Location annotation dataset rows
══════

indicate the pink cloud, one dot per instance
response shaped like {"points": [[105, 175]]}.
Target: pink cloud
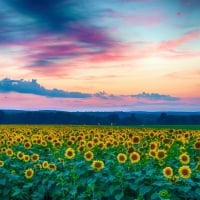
{"points": [[34, 102], [170, 44]]}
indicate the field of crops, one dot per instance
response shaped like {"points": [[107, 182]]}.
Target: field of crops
{"points": [[88, 162]]}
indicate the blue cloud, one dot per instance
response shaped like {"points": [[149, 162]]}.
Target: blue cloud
{"points": [[155, 96], [32, 87]]}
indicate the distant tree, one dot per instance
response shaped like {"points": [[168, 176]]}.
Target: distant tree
{"points": [[2, 116]]}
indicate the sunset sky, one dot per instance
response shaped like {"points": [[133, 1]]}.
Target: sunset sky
{"points": [[100, 55]]}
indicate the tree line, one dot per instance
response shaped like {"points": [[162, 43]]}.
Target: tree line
{"points": [[98, 118]]}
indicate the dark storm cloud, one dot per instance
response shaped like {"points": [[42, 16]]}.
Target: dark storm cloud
{"points": [[39, 25]]}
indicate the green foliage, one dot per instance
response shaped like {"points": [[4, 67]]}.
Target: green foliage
{"points": [[75, 178]]}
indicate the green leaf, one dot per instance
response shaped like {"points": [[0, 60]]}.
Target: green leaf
{"points": [[16, 191], [3, 181], [145, 189], [155, 195], [28, 185], [119, 196]]}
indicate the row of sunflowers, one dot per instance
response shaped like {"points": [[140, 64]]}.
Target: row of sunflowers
{"points": [[96, 162]]}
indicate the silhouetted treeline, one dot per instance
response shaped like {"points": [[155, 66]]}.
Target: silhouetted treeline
{"points": [[95, 118]]}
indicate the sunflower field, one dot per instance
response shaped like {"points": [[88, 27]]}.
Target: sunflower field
{"points": [[96, 162]]}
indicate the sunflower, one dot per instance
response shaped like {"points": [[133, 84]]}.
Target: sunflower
{"points": [[160, 154], [185, 171], [69, 153], [197, 145], [152, 153], [20, 155], [52, 167], [131, 149], [134, 157], [1, 163], [27, 145], [164, 194], [121, 157], [38, 166], [136, 139], [174, 179], [9, 152], [26, 158], [96, 140], [184, 158], [90, 144], [45, 164], [29, 173], [88, 155], [153, 145], [97, 165], [168, 172], [35, 157]]}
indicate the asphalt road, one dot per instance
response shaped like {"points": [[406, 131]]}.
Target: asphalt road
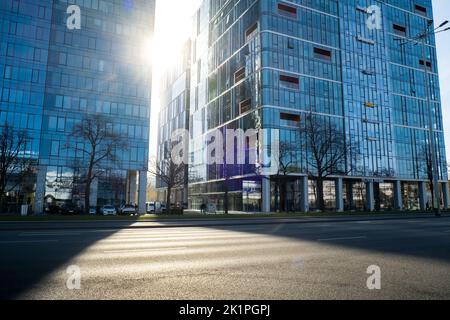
{"points": [[267, 259]]}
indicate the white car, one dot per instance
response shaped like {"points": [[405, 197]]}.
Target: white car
{"points": [[128, 209], [108, 211]]}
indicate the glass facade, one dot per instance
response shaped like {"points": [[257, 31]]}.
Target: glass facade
{"points": [[53, 75]]}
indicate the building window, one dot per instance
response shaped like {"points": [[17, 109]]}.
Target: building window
{"points": [[55, 148], [7, 72], [322, 54], [399, 30], [290, 44], [289, 82], [245, 105], [289, 119], [369, 105], [428, 63], [239, 75], [420, 10], [251, 31], [287, 10]]}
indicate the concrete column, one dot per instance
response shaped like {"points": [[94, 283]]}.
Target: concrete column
{"points": [[445, 194], [265, 194], [423, 197], [131, 190], [94, 193], [304, 194], [142, 197], [370, 196], [398, 198], [339, 195], [40, 190]]}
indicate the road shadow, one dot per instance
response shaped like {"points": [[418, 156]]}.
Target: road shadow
{"points": [[427, 238], [31, 251]]}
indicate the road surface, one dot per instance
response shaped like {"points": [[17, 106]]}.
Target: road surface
{"points": [[257, 259]]}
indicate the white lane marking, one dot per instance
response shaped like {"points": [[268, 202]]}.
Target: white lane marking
{"points": [[343, 238], [145, 250], [38, 234], [27, 241]]}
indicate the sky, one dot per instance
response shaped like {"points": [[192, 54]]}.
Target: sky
{"points": [[173, 27]]}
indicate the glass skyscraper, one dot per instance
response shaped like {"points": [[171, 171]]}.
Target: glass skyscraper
{"points": [[53, 74], [268, 64]]}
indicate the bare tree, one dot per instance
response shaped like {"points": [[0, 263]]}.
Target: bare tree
{"points": [[426, 167], [98, 144], [328, 150], [172, 175], [14, 165]]}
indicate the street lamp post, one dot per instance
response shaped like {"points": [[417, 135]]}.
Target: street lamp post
{"points": [[435, 171]]}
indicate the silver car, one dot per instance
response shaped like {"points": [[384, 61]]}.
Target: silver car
{"points": [[108, 211]]}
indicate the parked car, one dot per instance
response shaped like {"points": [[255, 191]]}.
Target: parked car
{"points": [[151, 207], [127, 209], [108, 211], [52, 209], [70, 209]]}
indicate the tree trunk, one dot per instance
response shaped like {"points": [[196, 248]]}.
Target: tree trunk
{"points": [[87, 197], [320, 201], [277, 195], [168, 196], [283, 197], [225, 200]]}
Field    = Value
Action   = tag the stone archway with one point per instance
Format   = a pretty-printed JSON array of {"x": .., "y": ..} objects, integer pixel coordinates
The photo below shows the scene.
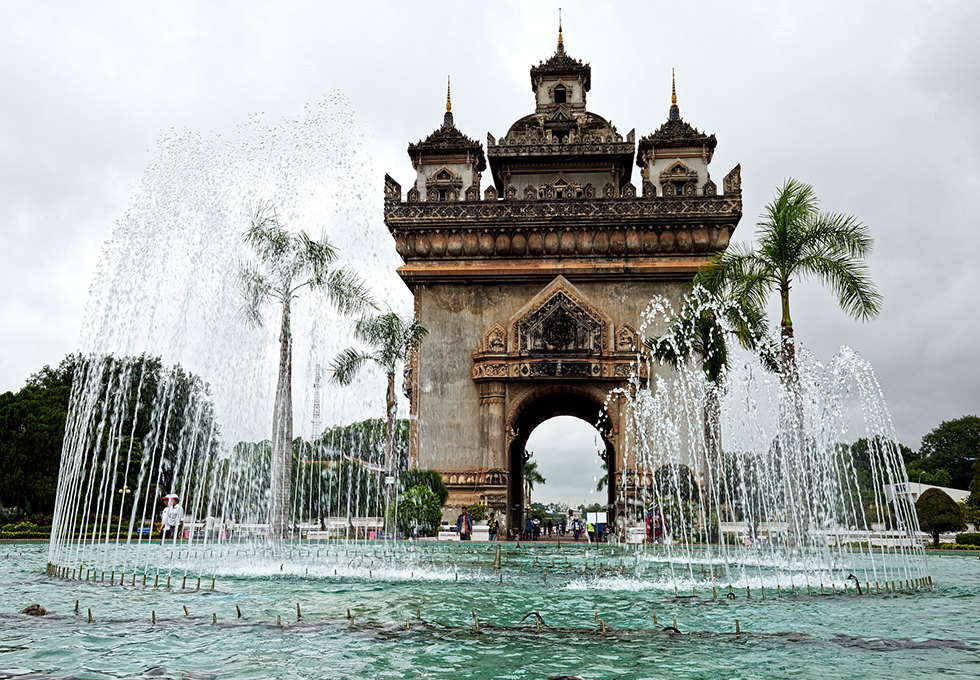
[
  {"x": 540, "y": 404},
  {"x": 542, "y": 279}
]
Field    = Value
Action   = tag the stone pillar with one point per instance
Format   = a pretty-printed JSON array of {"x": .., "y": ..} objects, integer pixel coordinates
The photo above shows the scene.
[{"x": 492, "y": 408}]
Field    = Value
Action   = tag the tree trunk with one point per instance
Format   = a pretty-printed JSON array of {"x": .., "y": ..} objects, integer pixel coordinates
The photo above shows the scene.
[
  {"x": 282, "y": 434},
  {"x": 710, "y": 496},
  {"x": 391, "y": 465},
  {"x": 796, "y": 470}
]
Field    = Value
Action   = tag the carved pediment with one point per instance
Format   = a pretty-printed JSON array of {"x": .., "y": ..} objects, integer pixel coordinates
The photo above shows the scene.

══════

[WRITTEN TASK]:
Please copy all of the rows above exactly, leaving the pictures out.

[FULL ANSWER]:
indicate the pink cloud, one dot per instance
response shaped like {"points": [[105, 175]]}.
Target: pink cloud
{"points": [[34, 102], [170, 44]]}
indicate the field of crops, one dot per instance
response shaped like {"points": [[107, 182]]}.
Target: field of crops
{"points": [[88, 162]]}
indicate the blue cloud, one dot per instance
response shaped like {"points": [[149, 162]]}.
Target: blue cloud
{"points": [[155, 96], [32, 87]]}
indicate the distant tree, one dot per instance
response shaped like {"points": [[168, 176]]}.
Target: distant tree
{"points": [[2, 116]]}
indicate the sunset sky, one dot per instance
response shaped like {"points": [[133, 1]]}.
Target: sunset sky
{"points": [[100, 55]]}
indicate the tree line, one dot per instance
response shaped like {"points": [[162, 43]]}.
Target: tree line
{"points": [[98, 118]]}
indicate the dark storm cloud, one dot per instance
response shaped like {"points": [[42, 16]]}.
Target: dark storm cloud
{"points": [[39, 25]]}
indicate the green foliage, one dot per instance
response shaped like {"points": [[4, 67]]}.
Target: green foliage
{"points": [[75, 178]]}
indicate the green leaf, one dot per instance
response shaped like {"points": [[0, 60]]}.
Target: green leaf
{"points": [[16, 191], [3, 181], [145, 189], [155, 195], [28, 185], [119, 196]]}
indicate the row of sunflowers, one dot per instance
response shaped like {"points": [[140, 64]]}.
Target: row of sunflowers
{"points": [[96, 162]]}
indicate the silhouetted treeline, one dot per instance
response shaped like {"points": [[155, 66]]}.
Target: silhouetted treeline
{"points": [[95, 118]]}
indicate the sunflower field, one dot per instance
response shaped like {"points": [[88, 27]]}.
Target: sunflower field
{"points": [[96, 162]]}
indicate the sunflower, one dot per instance
response shaped like {"points": [[133, 84]]}.
Target: sunflower
{"points": [[160, 154], [185, 171], [69, 153], [197, 145], [152, 153], [20, 155], [52, 167], [131, 149], [134, 157], [1, 163], [27, 145], [164, 194], [121, 157], [38, 166], [136, 139], [174, 179], [9, 152], [26, 158], [96, 140], [184, 158], [90, 144], [45, 164], [29, 173], [88, 155], [153, 145], [97, 165], [168, 172], [35, 157]]}
indicate the asphalt road, one dot per instance
response shaped like {"points": [[406, 131]]}.
Target: asphalt road
{"points": [[267, 259]]}
indicate the white car, one dot per instance
response shaped like {"points": [[405, 197]]}.
Target: white car
{"points": [[128, 209], [108, 211]]}
indicate the glass facade, one dot per instance
response shaped like {"points": [[257, 31]]}.
Target: glass facade
{"points": [[53, 75]]}
indicate the building window, one dot per instance
response shaped like {"points": [[17, 109]]}.
Target: building window
{"points": [[55, 148], [7, 72], [322, 54], [399, 30], [290, 44], [289, 82], [245, 105], [289, 119], [369, 105], [428, 63], [239, 75], [420, 10], [251, 31], [287, 10]]}
indicate the concrete column, one dot per instance
response shaped like {"points": [[94, 283]]}.
Target: concrete column
{"points": [[445, 194], [265, 194], [423, 197], [131, 190], [94, 193], [304, 194], [142, 197], [370, 196], [398, 198], [339, 195], [40, 190]]}
indicate the road shadow, one dot per instance
response shaped like {"points": [[418, 156]]}.
Target: road shadow
{"points": [[427, 238], [31, 251]]}
indicate the road surface, one dot per instance
response shaped like {"points": [[17, 106]]}.
Target: road surface
{"points": [[257, 259]]}
indicate the white lane marking, one dot per instance
response shaped like {"points": [[268, 202]]}.
Target: white lane marking
{"points": [[343, 238], [145, 250], [38, 234], [27, 241]]}
indicate the sky, one dot per instance
response shaped like {"points": [[192, 54]]}.
Target: sky
{"points": [[173, 27]]}
indicate the glass skyscraper, one dot per instance
response shaped like {"points": [[171, 171]]}.
Target: glass skyscraper
{"points": [[53, 74], [268, 64]]}
indicate the bare tree, one dot per instance
response shaped like {"points": [[0, 263]]}.
Target: bare tree
{"points": [[426, 167], [98, 144], [328, 150], [172, 175], [14, 165]]}
indicate the street lamp post, one dot per instance
response shaped like {"points": [[417, 135]]}.
Target: street lamp post
{"points": [[435, 171]]}
indicate the silver car, one dot per instance
response shaped like {"points": [[384, 61]]}.
Target: silver car
{"points": [[108, 211]]}
indicate the parked car, one dot per instance
response shaped like {"points": [[255, 191]]}.
Target: parked car
{"points": [[151, 207], [127, 209], [108, 211], [52, 209], [70, 209]]}
indicate the tree trunk, one dot per instance
response shaped like {"points": [[196, 248]]}.
Target: tree trunk
{"points": [[87, 197], [320, 201], [277, 195], [168, 196], [283, 197], [225, 200]]}
Field    = Value
Action   = tag the stone archway with one point per instance
Format   = a pretty-printed JSON array of {"x": .., "y": ..} objects, integer pixel coordinates
The photo below shows the scene.
[
  {"x": 540, "y": 404},
  {"x": 542, "y": 279}
]
Field    = Value
Action   = tag the stone pillar with one point per instance
Format   = a pretty-printed JSON array of {"x": .., "y": ..} objects, integer pixel coordinates
The photo above shows the scene.
[{"x": 492, "y": 408}]
Field    = Value
Action   = tag the tree trunk with one point per instance
Format   = a pretty-printed JSON array of {"x": .., "y": ..} objects, integer pixel coordinates
The photo above shows the scene.
[
  {"x": 282, "y": 434},
  {"x": 710, "y": 496},
  {"x": 391, "y": 465},
  {"x": 796, "y": 470}
]
Field    = Value
Action   = tag the carved pediment with one point per instance
Format   = a pretty-printed JSON array of {"x": .., "y": ..} objects, integer pixel coordinates
The photo above shows the scene.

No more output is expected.